LE NOUVEAU LIGUE 1 EST ARRIVÉ
De Franse hoogste klasse krijgt stilaan de facelift die ze nodig had. Een sterke jeugdopleiding bestond al, stilaan heerst ook een nieuwe cultuur. Nu nog wat meer doelpunten en toeschouwers en de revival van de Ligue 1 is compleet.
Kylian Mbappé glijdt op zijn knieën over het gras, de vuisten gebald. Zijn kanonskogel heeft de stand in het Etihad Stadium zopas op 1-2 gebracht. Met zijn achttien jaar belichaamt de Europese kampioen bij de U18 en debutant in de achtste finales van de Champions League de nieuwe lichting talentvolle Franse voetballers. Een week na de demonstratie van PSG tegen FC Barcelona (4-0), verliest Monaco uiteindelijk eervol van Manchester City (5-3). Een spectaculaire en veelbelovende wedstrijd van de Monegasken volgt op een historische zege van de Parijzenaars, hoewel die vorige week een al even historische nederlaag leden (6-1).
De kaarten lijken van hand gewisseld. PSG, al te vaak slachtoffer, bewijst dat het met wervelend voetbal een vuist kan maken tegen Barça. Monaco, twee jaar geleden al voorbij Arsenal in de achtste finales (1-3-winst, 0-2-verlies) stort zich dan weer zonder twijfel in de aanval. Het zijn opvallende vaststellingen, want het Franse voetbal draagt al lang het etiket ‘defensief en pragmatisch’. Het resultaat is dat Frankrijk, vaak in balans met Rusland of Portugal voor een plaatsje bij de big five punten scoort en goede zaken doet wat de UEFA-coëfficiënt betreft.
ZALIGMAKEND
Na het laatste fluitsignaal van het EK 2016 stromen de tranen hevig over de Franse wangen, maar de Ligue 1 profiteert wel van de nieuwe en vernieuwde infrastructuur. Het post-Ibrahimovictijdperk, aangekondigd als rampzalig, blijkt veeleer zaligmakend. Na afloop van het seizoen 2015/16 telt PSG 31 punten voorsprong op het nummer twee. Voor aanvang van het nieuwe seizoen hopen ze in alle uithoeken van het land – in sommige al openlijker dan in andere – dat ze het de hoofdstedelingen moeilijk kunnen maken.

> Opdracht 1: Hoeveel punten voorsprong had PSG na afloop van het seizoen 2015/16 op het nummer twee, volgens de tekst over de Ligue 1?
De tekst over de Ligue 1 en de lijst staan los van elkaar.

Verzamelde gegevens:

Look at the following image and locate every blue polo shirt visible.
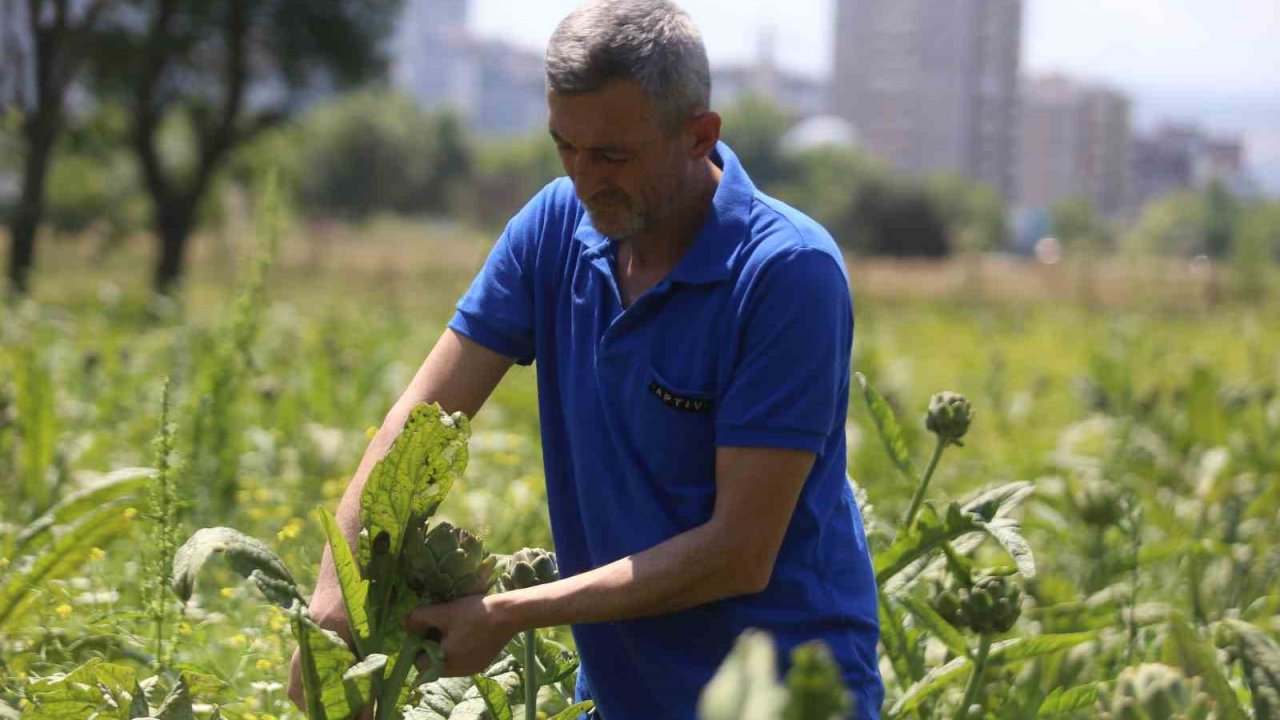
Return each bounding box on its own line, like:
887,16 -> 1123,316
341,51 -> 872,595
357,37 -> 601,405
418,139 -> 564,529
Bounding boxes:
449,143 -> 883,720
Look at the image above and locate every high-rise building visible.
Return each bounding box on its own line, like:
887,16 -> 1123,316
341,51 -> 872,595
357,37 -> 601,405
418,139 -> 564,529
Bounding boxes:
392,0 -> 477,111
1133,123 -> 1258,202
1016,76 -> 1133,215
832,0 -> 1023,197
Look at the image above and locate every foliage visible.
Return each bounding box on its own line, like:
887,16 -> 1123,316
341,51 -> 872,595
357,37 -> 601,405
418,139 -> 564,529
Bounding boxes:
294,90 -> 474,220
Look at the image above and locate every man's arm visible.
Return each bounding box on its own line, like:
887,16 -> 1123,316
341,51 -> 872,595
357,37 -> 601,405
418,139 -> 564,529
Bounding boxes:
289,329 -> 515,701
406,447 -> 815,675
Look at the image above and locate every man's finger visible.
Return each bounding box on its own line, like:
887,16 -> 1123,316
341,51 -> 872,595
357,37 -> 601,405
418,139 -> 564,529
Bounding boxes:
401,605 -> 440,630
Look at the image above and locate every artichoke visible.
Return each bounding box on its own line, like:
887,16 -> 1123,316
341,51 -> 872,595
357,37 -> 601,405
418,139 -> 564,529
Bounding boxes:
1075,480 -> 1124,528
929,575 -> 1023,635
1098,662 -> 1210,720
498,547 -> 559,591
924,391 -> 973,446
403,520 -> 498,602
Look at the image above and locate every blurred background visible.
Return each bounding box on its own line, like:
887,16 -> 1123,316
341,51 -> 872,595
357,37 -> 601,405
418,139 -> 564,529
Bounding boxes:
0,0 -> 1280,304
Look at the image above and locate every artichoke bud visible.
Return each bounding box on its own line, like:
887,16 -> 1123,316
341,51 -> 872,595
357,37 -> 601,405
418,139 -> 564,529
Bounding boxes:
1098,662 -> 1210,720
965,575 -> 1023,635
929,583 -> 969,630
1075,480 -> 1124,528
924,391 -> 973,446
498,547 -> 559,591
403,521 -> 498,602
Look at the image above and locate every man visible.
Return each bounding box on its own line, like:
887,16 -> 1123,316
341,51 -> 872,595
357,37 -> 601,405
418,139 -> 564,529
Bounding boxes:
293,0 -> 883,720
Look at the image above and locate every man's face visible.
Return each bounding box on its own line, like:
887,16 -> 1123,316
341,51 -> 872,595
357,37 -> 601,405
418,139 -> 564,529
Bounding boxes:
548,81 -> 690,240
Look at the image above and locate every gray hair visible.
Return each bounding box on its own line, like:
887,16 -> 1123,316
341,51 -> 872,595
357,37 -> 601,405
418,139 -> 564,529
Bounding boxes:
547,0 -> 712,131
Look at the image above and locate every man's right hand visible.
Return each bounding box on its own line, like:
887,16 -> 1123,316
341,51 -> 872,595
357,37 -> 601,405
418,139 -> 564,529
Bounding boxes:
288,329 -> 515,720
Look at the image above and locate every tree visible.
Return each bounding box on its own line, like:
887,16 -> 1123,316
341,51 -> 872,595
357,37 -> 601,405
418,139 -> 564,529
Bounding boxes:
1203,179 -> 1240,260
723,94 -> 794,192
0,0 -> 115,295
925,173 -> 1009,252
95,0 -> 399,293
297,91 -> 476,219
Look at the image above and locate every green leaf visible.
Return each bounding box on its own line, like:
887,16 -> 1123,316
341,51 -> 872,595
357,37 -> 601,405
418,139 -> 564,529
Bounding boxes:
890,632 -> 1097,716
782,641 -> 854,720
293,605 -> 368,720
897,594 -> 969,657
1036,683 -> 1101,717
960,480 -> 1036,521
698,630 -> 787,720
507,633 -> 579,688
471,675 -> 512,720
854,373 -> 918,482
360,402 -> 471,563
0,500 -> 131,629
547,700 -> 595,720
1215,620 -> 1280,717
129,683 -> 151,717
173,520 -> 301,609
23,657 -> 138,720
292,605 -> 329,720
9,468 -> 156,557
977,518 -> 1036,580
172,667 -> 227,698
155,674 -> 196,720
874,503 -> 980,585
1170,616 -> 1247,720
319,507 -> 372,655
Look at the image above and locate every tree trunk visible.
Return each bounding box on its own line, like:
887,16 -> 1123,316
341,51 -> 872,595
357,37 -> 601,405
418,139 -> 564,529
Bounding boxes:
8,118 -> 56,295
152,202 -> 195,296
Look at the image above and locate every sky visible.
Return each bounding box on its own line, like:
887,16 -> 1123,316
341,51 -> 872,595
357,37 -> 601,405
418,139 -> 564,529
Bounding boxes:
471,0 -> 1280,192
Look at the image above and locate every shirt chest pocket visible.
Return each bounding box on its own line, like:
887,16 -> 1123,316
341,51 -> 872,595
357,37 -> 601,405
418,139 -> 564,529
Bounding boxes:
635,364 -> 717,492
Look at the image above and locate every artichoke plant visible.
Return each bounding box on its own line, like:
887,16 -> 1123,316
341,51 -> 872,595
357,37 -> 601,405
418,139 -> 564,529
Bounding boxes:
931,575 -> 1023,635
403,520 -> 498,602
498,547 -> 559,591
1098,662 -> 1210,720
924,391 -> 973,446
1074,480 -> 1124,528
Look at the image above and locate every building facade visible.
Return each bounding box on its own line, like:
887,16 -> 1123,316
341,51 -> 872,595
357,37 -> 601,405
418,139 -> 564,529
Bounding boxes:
1016,76 -> 1134,215
832,0 -> 1023,197
1133,123 -> 1260,202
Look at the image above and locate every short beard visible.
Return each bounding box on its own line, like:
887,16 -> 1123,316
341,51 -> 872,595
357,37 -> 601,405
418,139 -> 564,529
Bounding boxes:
584,192 -> 649,240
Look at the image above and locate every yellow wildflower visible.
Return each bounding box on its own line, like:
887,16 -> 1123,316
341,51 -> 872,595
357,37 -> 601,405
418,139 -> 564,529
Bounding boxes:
275,518 -> 302,542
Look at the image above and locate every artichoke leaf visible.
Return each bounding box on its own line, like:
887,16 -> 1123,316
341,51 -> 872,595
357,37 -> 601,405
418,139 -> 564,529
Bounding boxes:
173,528 -> 301,609
360,402 -> 471,566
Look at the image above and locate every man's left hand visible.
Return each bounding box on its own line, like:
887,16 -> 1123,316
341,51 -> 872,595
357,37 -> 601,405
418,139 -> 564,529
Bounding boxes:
404,594 -> 515,678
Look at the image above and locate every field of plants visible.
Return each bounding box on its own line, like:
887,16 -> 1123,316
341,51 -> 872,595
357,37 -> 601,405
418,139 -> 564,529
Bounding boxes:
0,197 -> 1280,720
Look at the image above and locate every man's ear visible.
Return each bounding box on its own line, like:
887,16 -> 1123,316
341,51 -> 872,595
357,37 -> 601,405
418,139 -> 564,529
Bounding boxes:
689,110 -> 721,160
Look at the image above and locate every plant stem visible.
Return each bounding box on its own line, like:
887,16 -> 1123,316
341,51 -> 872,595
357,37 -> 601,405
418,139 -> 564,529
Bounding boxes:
375,633 -> 422,720
525,630 -> 538,720
902,436 -> 947,530
959,634 -> 991,720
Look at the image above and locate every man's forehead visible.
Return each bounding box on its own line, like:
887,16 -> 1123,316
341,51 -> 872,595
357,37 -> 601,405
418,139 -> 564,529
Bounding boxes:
547,82 -> 658,145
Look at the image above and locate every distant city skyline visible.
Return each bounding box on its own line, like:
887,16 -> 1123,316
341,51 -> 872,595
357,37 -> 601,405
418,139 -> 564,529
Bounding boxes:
471,0 -> 1280,193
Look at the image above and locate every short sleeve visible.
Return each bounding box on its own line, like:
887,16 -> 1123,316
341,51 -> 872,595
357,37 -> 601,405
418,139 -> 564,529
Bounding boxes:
716,249 -> 854,455
449,195 -> 543,365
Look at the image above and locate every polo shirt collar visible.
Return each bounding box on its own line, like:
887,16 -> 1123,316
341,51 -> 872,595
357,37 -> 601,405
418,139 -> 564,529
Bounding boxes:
573,142 -> 755,283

> Opdracht 2: Herhaal woord voor woord de regels van de lijst, beginnend bij de regel met "Look at the image above and locate every polo" en eindigend bij het einde van de lijst.

> Volledig antwoord 1: PSG had 31 punten voorsprong op het nummer twee.

> Volledig antwoord 2:
Look at the image above and locate every polo shirt collar visible.
Return each bounding box on its own line, like:
887,16 -> 1123,316
341,51 -> 872,595
357,37 -> 601,405
418,139 -> 564,529
Bounding boxes:
573,142 -> 755,283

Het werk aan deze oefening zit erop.